» Exercise goal:
Please rescale the rows below, from the line with "In the picture above, where can the metal" through the last row, both ends included. Write out each of those lines again, requests too, and multiply every coordinate in the answers by 0.95, rounding to whole numbers with halves going up.

» Task material:

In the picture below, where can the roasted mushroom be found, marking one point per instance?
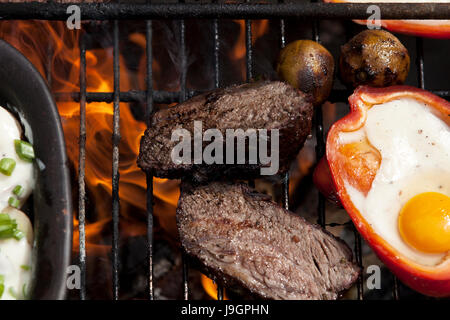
(308, 66)
(375, 58)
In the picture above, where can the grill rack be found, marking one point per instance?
(214, 11)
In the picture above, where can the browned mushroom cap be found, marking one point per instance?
(375, 58)
(308, 66)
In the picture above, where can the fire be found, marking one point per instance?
(54, 51)
(211, 288)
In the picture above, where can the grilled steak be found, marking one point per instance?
(260, 105)
(241, 237)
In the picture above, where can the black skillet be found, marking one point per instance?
(25, 94)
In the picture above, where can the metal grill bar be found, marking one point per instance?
(149, 177)
(358, 257)
(217, 85)
(115, 162)
(183, 98)
(81, 169)
(128, 11)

» Written response:
In the picture above, where can the metal grill bar be found, marking one point per instance?
(142, 168)
(340, 244)
(206, 81)
(109, 154)
(174, 93)
(77, 161)
(122, 10)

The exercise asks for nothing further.